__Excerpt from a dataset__
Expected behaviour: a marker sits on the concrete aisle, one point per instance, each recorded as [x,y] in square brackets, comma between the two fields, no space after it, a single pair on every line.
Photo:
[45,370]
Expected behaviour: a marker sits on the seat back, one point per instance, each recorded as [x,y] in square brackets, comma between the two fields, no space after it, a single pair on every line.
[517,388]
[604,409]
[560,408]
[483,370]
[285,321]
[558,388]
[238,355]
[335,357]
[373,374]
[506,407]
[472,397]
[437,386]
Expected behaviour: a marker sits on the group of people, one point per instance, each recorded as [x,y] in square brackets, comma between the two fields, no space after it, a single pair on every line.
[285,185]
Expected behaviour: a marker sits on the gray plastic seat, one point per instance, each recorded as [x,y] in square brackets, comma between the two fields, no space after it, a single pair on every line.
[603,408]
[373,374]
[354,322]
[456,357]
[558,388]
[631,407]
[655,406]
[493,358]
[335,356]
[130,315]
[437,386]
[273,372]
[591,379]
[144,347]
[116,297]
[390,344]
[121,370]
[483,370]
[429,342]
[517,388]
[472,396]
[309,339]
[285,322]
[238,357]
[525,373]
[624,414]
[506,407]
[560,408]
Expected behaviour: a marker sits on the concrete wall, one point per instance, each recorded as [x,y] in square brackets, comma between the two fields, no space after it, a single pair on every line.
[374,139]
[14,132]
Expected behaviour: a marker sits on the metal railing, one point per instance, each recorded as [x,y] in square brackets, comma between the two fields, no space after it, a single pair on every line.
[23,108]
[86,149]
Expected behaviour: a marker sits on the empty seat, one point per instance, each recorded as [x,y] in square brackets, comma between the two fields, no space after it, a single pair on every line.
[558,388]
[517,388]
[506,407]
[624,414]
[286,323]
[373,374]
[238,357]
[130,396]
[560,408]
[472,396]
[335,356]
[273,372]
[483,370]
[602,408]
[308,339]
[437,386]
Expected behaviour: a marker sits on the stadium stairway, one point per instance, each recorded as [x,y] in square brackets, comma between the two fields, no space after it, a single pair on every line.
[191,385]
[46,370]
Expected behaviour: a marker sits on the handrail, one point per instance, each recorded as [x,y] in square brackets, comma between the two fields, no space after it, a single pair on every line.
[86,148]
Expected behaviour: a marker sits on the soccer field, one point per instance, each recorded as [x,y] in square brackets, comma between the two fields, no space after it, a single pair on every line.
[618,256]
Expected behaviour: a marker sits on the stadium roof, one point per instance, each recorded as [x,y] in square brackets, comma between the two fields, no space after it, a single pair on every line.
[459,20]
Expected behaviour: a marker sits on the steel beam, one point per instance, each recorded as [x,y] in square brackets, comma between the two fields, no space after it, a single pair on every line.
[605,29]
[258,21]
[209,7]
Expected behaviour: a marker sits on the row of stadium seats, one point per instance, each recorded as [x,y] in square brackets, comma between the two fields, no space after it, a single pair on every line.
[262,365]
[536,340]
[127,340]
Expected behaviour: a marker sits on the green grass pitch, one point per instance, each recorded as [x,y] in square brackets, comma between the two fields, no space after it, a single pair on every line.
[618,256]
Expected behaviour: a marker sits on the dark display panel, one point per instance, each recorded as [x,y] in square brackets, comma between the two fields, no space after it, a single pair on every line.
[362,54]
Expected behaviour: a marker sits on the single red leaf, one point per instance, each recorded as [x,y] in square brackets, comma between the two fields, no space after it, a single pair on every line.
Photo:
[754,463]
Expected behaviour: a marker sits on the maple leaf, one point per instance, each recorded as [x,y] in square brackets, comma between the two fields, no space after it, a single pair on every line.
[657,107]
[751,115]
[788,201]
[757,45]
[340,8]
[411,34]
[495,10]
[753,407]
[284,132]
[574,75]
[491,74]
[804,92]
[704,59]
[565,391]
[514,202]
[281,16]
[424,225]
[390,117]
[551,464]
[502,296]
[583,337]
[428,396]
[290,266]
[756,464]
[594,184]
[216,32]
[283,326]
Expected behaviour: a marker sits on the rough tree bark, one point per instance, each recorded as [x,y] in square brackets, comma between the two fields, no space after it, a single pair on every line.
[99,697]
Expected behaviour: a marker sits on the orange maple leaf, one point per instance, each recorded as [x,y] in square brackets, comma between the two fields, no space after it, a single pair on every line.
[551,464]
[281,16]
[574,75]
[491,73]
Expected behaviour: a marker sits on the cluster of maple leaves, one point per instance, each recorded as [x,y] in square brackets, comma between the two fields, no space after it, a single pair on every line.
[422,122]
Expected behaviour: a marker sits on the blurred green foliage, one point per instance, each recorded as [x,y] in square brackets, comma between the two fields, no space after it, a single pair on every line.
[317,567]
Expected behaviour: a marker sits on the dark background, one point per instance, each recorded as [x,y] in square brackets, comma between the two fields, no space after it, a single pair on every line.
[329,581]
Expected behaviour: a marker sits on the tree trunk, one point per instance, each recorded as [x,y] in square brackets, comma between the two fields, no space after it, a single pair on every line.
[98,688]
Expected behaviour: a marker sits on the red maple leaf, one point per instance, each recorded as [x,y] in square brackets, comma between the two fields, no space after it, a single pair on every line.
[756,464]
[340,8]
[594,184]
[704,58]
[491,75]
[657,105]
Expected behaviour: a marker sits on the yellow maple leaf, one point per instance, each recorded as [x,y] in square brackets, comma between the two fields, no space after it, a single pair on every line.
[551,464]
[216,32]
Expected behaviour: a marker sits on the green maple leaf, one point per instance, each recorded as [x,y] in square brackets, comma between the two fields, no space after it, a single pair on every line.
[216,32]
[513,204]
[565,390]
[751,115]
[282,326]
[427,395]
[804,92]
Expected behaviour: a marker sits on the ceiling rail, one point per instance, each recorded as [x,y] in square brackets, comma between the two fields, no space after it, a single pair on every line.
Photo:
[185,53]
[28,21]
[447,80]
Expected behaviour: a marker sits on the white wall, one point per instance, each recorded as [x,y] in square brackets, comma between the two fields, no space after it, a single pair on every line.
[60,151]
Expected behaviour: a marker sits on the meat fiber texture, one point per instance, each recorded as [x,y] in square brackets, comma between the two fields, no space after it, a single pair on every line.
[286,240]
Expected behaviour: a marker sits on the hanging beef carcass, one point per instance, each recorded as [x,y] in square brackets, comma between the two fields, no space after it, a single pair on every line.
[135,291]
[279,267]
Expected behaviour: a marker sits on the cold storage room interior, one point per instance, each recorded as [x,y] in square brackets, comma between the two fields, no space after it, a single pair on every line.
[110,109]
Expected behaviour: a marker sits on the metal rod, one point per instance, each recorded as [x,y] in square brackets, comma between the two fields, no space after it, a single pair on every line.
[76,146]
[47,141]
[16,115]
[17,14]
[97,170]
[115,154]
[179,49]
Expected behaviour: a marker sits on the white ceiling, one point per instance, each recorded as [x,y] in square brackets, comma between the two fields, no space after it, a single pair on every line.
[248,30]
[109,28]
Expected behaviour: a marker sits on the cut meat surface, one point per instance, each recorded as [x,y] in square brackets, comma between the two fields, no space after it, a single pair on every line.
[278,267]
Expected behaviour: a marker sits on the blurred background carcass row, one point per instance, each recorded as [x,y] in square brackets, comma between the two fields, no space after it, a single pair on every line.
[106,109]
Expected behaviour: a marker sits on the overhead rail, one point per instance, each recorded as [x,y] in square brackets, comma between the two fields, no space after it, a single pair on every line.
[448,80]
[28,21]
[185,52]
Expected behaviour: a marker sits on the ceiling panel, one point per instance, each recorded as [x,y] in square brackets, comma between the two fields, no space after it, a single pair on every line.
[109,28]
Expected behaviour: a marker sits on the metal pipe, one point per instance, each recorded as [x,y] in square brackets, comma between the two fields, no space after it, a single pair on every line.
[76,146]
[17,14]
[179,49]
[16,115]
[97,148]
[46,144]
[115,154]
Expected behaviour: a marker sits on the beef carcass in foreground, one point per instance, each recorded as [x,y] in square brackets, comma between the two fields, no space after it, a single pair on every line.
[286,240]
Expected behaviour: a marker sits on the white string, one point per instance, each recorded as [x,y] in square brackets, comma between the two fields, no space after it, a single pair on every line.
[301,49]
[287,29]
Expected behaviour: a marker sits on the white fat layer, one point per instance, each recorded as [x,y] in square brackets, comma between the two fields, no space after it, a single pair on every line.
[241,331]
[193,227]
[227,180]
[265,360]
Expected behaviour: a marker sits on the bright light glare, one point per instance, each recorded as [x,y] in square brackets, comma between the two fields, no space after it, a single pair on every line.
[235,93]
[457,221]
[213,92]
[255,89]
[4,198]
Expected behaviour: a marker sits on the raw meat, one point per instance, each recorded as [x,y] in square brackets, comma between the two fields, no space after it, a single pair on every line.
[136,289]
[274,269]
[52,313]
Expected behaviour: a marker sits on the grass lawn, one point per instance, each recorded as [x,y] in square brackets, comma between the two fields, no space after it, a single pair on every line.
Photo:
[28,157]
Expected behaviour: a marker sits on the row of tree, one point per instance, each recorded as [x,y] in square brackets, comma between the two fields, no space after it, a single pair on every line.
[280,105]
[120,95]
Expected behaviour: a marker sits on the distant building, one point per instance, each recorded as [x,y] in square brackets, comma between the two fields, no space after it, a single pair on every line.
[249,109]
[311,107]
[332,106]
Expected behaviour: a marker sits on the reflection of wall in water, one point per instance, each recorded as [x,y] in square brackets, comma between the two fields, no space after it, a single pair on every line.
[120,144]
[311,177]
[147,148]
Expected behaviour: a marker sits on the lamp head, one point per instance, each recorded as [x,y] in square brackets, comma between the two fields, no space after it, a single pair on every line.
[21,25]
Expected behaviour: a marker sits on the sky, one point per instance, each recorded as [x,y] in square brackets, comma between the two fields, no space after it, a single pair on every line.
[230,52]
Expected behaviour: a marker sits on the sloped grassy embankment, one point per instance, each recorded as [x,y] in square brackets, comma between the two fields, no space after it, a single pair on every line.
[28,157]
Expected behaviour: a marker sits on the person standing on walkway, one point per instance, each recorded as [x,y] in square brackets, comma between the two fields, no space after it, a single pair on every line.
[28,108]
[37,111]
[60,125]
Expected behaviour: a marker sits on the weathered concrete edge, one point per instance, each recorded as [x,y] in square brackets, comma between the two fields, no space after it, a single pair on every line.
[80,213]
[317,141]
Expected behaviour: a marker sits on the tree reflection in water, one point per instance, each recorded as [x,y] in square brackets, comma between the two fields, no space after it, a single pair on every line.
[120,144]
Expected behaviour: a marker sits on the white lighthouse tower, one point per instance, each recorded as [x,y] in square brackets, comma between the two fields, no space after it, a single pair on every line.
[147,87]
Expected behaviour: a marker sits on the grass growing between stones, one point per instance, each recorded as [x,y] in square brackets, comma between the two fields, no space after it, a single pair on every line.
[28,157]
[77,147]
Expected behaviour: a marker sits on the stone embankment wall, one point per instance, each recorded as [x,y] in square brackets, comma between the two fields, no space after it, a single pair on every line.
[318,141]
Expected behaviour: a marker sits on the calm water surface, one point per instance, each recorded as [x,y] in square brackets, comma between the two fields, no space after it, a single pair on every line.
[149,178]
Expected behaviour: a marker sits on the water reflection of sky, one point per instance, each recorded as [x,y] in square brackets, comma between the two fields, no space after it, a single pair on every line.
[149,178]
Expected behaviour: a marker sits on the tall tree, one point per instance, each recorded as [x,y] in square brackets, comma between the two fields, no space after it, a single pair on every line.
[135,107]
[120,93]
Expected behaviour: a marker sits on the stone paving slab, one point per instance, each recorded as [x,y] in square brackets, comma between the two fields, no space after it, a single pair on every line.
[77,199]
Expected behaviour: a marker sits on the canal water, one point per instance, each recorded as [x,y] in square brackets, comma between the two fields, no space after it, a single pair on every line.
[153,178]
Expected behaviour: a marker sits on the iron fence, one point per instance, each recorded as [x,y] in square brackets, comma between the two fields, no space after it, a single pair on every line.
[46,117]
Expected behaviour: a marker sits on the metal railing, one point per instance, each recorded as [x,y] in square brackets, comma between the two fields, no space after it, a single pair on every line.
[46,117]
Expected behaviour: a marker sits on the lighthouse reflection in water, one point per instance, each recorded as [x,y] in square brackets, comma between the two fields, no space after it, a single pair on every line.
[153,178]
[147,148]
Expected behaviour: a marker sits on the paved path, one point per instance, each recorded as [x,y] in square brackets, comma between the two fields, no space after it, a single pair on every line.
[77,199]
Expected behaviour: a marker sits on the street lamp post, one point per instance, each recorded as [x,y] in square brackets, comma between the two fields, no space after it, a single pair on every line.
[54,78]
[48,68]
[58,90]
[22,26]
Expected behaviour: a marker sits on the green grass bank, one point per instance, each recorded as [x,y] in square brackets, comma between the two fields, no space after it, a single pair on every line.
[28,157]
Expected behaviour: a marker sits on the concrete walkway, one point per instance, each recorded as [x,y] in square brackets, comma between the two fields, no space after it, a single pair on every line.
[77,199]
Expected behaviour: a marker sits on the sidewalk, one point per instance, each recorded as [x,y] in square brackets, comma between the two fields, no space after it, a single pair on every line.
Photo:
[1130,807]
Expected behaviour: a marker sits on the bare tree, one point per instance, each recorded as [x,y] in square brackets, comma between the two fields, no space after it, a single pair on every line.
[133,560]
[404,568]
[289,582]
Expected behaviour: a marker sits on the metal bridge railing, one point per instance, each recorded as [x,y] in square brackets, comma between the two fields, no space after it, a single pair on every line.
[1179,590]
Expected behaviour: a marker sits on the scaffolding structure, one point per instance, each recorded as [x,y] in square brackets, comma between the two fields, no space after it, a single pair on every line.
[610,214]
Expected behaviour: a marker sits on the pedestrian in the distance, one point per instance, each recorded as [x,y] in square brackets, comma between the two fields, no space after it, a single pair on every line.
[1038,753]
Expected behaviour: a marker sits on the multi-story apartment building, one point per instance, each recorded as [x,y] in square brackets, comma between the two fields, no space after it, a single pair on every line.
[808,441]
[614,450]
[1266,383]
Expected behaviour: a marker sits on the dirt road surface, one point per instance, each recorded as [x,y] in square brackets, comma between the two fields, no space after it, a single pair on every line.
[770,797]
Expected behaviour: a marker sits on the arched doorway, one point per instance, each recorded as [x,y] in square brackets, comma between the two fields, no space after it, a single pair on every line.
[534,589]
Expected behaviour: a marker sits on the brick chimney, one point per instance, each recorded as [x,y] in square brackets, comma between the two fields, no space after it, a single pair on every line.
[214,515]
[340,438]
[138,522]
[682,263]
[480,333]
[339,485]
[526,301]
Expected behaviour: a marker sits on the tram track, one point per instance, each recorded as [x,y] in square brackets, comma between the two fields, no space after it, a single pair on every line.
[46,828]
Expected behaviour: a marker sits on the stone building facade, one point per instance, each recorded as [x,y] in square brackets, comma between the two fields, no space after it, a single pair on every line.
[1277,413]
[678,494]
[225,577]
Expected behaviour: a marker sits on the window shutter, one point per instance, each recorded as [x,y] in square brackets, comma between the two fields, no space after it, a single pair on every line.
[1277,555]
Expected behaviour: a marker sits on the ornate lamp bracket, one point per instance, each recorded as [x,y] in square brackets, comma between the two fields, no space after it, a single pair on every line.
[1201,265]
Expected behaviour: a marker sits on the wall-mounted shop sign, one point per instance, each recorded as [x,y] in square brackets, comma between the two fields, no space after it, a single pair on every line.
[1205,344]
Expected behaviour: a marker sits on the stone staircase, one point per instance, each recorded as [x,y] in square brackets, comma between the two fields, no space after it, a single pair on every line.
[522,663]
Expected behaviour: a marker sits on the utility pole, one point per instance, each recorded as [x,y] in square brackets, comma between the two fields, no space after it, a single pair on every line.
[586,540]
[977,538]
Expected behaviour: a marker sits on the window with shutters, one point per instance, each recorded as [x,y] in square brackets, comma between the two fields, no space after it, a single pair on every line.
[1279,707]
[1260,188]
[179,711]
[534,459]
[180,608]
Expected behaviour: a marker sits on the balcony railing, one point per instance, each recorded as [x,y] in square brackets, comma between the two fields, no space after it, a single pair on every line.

__GIVEN PROBLEM__
Retype exactly, please, each line from the line that contains "Expected behaviour: a marker sits on the tram" through the last line of the entries above, with nothing added.

__COMPLETED TASK__
Expected behaviour: a marker sits on the tram track, one point per instance, each recorded as [x,y] in square brackets, comma between the two fields, no space after it, a single pair on every line.
[46,828]
Expected behaviour: a marker sits on the stone building facade, one point per instance, each recorded as [x,y] in square brackets, comma between the two fields, no space after it, a single pair on every line.
[1277,413]
[678,494]
[225,577]
Expected behaviour: a marker sits on the window shutter, one point per instance, each recorded as [x,y] in square brackets, comma between the two fields, no space after it, a single pair on every line.
[1277,555]
Expected behaviour: a marker sits on the ornate lamp bracket, one point per instance, each recorded as [x,y] in square brackets, comma between the two fields, no space after it, a single pair on every line.
[1201,265]
Expected behaviour: a marker sits on the wall-mounted shop sign, one point per instance, each recorded as [x,y] in square brackets, comma between the two fields, no space after it, a single pair on every line.
[1205,344]
Expected behaviour: a marker sits on the stone staircase, one point per instance, each recorded as [x,y] in square brackets, comma between the two fields, no space after it, a single pair on every line.
[522,663]
Expected behaviour: a marker sits on the utility pole, one point per instance, each recorded as [x,y] in square brackets, comma between the two fields, no space after it, a single pair on every line.
[586,540]
[977,538]
Expected behaviour: a marker sits on the window with shutters, one point per instance, each recorded as [x,y] in square brackets, comma between the two fields, no space after it, a single pair on every line.
[1279,707]
[1260,188]
[179,711]
[534,459]
[180,608]
Expected behaviour: a marker sits on the balcony railing, one point per instance, each recorded as [x,y] in square brackets, comma between the two fields, no space after it, a single pair on every line.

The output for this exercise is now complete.